- What the task requires
Render the material from its start through the line containing "[283,0,817,544]" as a Markdown table with the columns Row and Line, giving each line a row number and leaving out any blank lines.

- Provided entries
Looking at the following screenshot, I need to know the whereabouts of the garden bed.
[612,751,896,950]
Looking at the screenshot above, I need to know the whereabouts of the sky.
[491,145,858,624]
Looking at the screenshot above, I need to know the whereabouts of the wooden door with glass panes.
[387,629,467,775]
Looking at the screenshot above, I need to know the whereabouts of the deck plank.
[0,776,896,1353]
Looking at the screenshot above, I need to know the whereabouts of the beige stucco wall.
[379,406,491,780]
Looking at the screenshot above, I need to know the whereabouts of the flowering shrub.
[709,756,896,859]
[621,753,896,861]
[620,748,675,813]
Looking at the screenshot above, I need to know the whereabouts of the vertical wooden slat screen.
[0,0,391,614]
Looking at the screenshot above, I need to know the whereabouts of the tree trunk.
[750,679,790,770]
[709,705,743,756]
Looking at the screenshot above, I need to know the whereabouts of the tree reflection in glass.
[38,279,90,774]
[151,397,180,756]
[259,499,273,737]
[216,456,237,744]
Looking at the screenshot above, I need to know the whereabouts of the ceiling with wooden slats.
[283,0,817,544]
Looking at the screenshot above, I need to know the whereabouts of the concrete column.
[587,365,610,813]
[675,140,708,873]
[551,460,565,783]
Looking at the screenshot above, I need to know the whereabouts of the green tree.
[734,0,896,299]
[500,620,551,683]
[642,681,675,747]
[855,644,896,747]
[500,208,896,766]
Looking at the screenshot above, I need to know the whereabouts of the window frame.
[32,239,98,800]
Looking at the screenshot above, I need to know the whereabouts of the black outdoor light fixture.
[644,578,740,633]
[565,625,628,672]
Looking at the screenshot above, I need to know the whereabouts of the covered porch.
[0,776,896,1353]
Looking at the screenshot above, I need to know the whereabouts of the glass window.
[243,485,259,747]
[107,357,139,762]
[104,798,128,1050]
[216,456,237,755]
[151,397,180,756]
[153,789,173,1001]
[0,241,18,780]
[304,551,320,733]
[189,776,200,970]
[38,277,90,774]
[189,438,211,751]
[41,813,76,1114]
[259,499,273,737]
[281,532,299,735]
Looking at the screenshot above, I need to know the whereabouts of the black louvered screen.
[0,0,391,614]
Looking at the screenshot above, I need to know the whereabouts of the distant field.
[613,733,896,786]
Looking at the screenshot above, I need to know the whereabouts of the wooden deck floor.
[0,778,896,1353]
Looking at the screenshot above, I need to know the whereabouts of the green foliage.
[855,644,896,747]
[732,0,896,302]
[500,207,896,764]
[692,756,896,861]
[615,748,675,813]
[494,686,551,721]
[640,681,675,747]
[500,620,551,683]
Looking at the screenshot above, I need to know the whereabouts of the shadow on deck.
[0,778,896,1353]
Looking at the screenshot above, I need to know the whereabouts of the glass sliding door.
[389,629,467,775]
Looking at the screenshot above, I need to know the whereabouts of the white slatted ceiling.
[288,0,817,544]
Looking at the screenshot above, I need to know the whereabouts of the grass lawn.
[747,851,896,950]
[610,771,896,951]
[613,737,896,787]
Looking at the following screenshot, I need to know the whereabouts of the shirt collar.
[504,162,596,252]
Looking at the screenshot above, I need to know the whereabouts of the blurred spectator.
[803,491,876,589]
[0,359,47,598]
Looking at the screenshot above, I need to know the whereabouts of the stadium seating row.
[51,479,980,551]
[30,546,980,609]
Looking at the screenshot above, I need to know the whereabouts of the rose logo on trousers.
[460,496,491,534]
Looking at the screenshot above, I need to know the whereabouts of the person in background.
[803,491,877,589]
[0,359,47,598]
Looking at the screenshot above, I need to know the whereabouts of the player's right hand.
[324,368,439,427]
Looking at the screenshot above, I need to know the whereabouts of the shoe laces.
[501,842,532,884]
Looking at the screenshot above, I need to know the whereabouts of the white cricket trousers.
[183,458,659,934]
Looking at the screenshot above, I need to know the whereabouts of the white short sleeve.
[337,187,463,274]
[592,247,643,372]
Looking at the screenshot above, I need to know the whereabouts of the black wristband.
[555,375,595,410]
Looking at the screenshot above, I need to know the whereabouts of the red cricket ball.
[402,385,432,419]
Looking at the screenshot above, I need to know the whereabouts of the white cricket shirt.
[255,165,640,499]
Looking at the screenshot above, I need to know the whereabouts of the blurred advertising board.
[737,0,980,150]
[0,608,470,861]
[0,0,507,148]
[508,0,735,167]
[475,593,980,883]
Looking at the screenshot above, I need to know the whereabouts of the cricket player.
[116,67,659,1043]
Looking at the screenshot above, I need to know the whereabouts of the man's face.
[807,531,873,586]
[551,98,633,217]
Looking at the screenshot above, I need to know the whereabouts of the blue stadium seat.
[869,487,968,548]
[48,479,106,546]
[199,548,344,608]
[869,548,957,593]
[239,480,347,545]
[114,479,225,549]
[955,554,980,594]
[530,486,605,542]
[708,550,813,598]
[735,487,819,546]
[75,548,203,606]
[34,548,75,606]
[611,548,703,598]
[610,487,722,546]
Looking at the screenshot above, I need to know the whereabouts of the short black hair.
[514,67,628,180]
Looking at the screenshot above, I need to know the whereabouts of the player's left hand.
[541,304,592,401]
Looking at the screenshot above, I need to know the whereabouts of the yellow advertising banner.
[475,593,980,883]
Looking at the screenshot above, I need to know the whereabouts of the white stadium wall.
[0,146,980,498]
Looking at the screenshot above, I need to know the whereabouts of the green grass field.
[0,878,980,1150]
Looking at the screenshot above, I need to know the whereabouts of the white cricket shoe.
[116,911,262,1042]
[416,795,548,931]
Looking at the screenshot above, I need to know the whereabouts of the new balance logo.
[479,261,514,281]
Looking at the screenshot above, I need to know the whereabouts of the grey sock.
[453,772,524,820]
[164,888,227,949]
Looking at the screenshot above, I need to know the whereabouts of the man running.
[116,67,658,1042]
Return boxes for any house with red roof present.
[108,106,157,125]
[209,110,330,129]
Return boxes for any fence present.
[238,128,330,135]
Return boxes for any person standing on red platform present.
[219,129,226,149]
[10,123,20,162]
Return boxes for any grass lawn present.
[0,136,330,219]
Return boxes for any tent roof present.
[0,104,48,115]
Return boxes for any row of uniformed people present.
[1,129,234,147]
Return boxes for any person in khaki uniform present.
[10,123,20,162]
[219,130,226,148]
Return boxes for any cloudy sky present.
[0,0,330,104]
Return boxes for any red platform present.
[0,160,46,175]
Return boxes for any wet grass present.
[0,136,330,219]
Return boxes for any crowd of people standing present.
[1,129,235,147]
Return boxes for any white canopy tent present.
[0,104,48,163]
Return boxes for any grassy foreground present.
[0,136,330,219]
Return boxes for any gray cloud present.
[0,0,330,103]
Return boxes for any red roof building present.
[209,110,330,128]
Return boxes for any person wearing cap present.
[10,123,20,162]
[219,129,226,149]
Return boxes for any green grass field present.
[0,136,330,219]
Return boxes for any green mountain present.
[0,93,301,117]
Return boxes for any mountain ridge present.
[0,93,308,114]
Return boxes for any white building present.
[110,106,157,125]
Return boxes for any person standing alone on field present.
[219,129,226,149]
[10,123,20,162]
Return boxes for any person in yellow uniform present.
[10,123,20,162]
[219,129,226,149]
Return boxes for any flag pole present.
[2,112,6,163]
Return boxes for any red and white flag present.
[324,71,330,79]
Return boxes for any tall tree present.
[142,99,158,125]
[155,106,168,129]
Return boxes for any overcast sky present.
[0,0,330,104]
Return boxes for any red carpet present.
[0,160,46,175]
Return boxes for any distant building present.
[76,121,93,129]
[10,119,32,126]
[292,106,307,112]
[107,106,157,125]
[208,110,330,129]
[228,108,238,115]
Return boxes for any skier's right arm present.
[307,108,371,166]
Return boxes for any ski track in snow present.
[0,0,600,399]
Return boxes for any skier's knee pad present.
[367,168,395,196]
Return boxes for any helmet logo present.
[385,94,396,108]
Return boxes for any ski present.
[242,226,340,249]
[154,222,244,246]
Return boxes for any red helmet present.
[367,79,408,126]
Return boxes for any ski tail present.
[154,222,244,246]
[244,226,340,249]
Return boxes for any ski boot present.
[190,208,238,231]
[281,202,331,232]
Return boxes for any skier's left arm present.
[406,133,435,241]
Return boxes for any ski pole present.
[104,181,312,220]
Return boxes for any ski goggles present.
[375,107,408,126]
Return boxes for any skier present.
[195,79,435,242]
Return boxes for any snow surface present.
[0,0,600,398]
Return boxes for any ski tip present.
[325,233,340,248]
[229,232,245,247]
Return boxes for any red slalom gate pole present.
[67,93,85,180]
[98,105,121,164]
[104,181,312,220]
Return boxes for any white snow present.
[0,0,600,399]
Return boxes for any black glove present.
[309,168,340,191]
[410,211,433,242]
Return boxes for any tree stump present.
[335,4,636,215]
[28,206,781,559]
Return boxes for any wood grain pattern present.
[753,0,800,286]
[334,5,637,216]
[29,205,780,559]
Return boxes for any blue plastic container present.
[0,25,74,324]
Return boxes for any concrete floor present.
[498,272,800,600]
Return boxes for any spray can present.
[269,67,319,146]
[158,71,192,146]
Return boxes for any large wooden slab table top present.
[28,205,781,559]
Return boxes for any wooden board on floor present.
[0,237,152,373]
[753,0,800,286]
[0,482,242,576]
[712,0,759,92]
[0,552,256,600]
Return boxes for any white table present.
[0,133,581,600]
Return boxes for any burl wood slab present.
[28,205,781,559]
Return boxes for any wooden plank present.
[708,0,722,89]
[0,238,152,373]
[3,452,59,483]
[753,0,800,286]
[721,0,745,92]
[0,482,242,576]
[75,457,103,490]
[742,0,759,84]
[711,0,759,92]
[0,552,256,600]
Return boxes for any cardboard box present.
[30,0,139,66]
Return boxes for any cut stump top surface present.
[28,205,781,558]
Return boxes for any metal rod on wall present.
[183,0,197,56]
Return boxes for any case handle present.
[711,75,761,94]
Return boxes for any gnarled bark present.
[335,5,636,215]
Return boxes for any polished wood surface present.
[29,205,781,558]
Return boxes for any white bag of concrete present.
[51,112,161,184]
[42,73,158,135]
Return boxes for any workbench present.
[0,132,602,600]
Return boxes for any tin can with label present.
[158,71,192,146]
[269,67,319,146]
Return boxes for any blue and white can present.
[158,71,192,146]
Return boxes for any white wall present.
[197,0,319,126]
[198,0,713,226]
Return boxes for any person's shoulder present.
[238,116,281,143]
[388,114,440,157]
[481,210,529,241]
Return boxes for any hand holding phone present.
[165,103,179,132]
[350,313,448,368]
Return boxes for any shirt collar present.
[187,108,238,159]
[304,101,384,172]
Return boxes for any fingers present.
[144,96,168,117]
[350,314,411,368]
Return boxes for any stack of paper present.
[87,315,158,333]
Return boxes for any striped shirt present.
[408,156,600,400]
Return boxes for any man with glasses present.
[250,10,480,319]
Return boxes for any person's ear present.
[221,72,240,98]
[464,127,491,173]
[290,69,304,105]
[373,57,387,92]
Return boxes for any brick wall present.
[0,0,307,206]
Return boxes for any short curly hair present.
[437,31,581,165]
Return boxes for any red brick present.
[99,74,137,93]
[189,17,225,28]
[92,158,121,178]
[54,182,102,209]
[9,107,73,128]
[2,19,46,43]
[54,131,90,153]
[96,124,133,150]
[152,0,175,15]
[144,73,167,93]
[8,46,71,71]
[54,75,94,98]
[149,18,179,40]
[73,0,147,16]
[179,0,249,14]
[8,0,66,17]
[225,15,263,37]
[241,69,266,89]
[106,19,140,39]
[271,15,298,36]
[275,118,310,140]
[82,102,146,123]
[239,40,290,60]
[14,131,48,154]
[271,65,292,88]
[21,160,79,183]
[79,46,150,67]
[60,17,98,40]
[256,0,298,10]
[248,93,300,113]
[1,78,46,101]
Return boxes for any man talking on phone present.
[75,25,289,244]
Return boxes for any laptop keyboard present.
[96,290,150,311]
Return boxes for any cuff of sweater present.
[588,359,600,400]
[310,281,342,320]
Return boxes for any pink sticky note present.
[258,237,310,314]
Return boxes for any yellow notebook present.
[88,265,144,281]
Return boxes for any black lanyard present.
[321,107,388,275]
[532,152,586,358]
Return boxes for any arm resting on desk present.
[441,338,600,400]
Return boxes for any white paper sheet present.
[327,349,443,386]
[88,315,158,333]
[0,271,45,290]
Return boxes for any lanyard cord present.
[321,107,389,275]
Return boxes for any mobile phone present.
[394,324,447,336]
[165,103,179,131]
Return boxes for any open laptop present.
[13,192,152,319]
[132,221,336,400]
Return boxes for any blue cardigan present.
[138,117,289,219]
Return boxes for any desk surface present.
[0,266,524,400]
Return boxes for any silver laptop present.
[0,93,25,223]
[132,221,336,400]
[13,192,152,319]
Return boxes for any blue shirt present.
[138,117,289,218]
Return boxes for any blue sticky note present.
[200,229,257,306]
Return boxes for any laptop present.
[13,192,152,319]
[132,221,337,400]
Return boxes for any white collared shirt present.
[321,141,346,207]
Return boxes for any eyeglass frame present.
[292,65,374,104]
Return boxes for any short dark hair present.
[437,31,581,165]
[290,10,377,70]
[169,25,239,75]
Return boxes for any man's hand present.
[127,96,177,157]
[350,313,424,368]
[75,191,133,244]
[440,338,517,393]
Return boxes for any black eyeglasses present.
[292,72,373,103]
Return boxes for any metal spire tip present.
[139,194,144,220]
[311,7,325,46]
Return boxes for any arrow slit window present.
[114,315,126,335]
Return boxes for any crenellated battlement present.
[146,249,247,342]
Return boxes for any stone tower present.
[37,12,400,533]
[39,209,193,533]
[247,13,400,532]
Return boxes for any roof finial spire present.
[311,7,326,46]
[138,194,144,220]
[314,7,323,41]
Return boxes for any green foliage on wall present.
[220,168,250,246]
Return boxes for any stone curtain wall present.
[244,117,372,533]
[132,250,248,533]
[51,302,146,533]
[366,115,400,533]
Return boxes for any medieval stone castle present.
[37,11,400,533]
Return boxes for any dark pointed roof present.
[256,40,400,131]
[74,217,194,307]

- Solution to the exercise
| Row | Line |
|---|---|
| 1 | Looking at the following screenshot, I need to know the whereabouts of the garden bed. |
| 2 | [612,751,896,950] |
| 3 | Looking at the screenshot above, I need to know the whereabouts of the sky. |
| 4 | [491,145,858,624] |
| 5 | Looking at the screenshot above, I need to know the whereabouts of the wooden door with glass panes. |
| 6 | [387,629,467,775] |
| 7 | Looking at the screenshot above, I need to know the whereabouts of the deck plank. |
| 8 | [0,776,896,1353] |
| 9 | Looking at the screenshot above, I need to know the whereabouts of the beige stucco wall. |
| 10 | [379,406,491,780] |
| 11 | Looking at the screenshot above, I need to know the whereabouts of the flowering shrub. |
| 12 | [709,756,896,859] |
| 13 | [621,753,896,861] |
| 14 | [620,748,675,813] |
| 15 | Looking at the screenshot above, I need to know the whereabouts of the vertical wooden slat screen. |
| 16 | [0,0,391,614] |
| 17 | Looking at the screenshot above, I need to know the whereabouts of the tree trunk. |
| 18 | [750,679,790,770] |
| 19 | [709,705,743,756] |
| 20 | Looking at the screenshot above, I need to know the whereabouts of the tree reflection in glass. |
| 21 | [38,279,90,774] |
| 22 | [151,397,180,756] |
| 23 | [259,499,273,737] |
| 24 | [216,456,237,744] |
| 25 | Looking at the screenshot above, I need to know the whereabouts of the ceiling with wooden slats. |
| 26 | [283,0,817,544] |